- [Stored data]
>>

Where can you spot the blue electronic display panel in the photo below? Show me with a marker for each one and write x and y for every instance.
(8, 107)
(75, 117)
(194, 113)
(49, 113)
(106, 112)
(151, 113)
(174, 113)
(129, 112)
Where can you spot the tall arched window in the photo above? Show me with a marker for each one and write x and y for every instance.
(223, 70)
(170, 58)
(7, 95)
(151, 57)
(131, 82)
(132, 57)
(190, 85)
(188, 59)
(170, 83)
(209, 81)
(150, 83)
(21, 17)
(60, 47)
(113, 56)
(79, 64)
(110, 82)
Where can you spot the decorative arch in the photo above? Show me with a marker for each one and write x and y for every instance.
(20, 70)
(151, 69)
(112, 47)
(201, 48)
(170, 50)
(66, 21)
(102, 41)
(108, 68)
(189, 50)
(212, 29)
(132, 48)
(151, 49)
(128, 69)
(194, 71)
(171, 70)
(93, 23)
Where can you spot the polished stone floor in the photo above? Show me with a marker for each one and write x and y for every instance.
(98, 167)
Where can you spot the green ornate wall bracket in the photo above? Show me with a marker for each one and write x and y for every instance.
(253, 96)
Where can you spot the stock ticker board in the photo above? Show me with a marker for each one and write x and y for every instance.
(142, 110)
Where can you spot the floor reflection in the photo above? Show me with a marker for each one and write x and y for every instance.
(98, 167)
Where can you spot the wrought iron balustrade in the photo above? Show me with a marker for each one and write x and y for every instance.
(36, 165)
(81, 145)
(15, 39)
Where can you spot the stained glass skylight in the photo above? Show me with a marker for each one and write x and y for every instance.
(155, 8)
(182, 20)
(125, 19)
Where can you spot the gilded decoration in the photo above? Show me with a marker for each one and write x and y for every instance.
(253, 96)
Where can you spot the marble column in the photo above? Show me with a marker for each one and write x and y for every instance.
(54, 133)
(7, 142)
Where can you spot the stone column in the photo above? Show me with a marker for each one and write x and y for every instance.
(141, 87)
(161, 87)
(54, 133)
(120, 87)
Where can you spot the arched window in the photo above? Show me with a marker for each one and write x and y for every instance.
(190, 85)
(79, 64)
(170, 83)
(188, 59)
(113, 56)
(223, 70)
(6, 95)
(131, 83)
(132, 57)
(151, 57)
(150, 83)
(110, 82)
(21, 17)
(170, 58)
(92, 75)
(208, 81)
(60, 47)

<<

Your answer must be the full set of entries, copied exactly.

- [Reply to the task]
Where can you spot the blue electronic display panel in the photo below? Show me with a marker for each one and write x and y for every instance.
(8, 107)
(75, 117)
(194, 113)
(49, 113)
(106, 112)
(151, 113)
(174, 113)
(129, 112)
Where can you spot the tall arched window in the photo above? Show me with a marker for each one and write x and y for every instance.
(223, 70)
(170, 58)
(7, 95)
(151, 57)
(131, 82)
(132, 57)
(190, 85)
(188, 59)
(170, 83)
(209, 81)
(150, 83)
(21, 17)
(60, 47)
(113, 56)
(79, 64)
(110, 82)
Where can you spot the decorative arch in the photo above? Show me with a marker for each one and write x and y for every instance.
(20, 70)
(151, 69)
(112, 47)
(201, 48)
(170, 50)
(66, 21)
(102, 41)
(108, 68)
(189, 50)
(212, 29)
(132, 48)
(151, 49)
(128, 69)
(194, 71)
(171, 70)
(93, 23)
Where can you spot the polished stone floor in the photo above? Show me with a marker for each one and write x and y for every instance.
(98, 167)
Where can you spot the green ornate wall bracket in the photo above? Show me with a marker for each one and write x and y for every instance.
(253, 96)
Where can you spot the stock ticker board in the photo above? Show me with a marker for each one and write x and y for every instance.
(142, 110)
Where can you spot the floor reflection in the photo above? Show me with a marker for each one and write x and y for every instance.
(98, 167)
Where can you spot the wrought iron balustrade in the photo above? Show me with a marker for each one and write x and y for every instance.
(36, 165)
(81, 145)
(15, 39)
Where can you spot the stained glass skylight in the photo above? Show me with a marker for each one and write x and y for every instance.
(155, 8)
(182, 20)
(125, 19)
Where can you spot the gilded decoration in the photo above? Show me with a marker for each one and write x and y for every instance.
(253, 96)
Where can you spot the marble column in the photo above? Show me with a marker for each one and write x and y for every instance.
(54, 133)
(7, 142)
Where can you spot the stone column in the photo above? Show me with a marker for each one and write x and y for every instance.
(141, 87)
(161, 87)
(54, 133)
(120, 87)
Where can you spot the arched window in the photo above? Show me with a marker for each one and write x and y for every instance.
(190, 85)
(79, 64)
(170, 83)
(188, 59)
(113, 56)
(223, 70)
(6, 95)
(131, 83)
(132, 57)
(151, 57)
(150, 83)
(110, 82)
(21, 17)
(170, 58)
(92, 75)
(208, 81)
(60, 47)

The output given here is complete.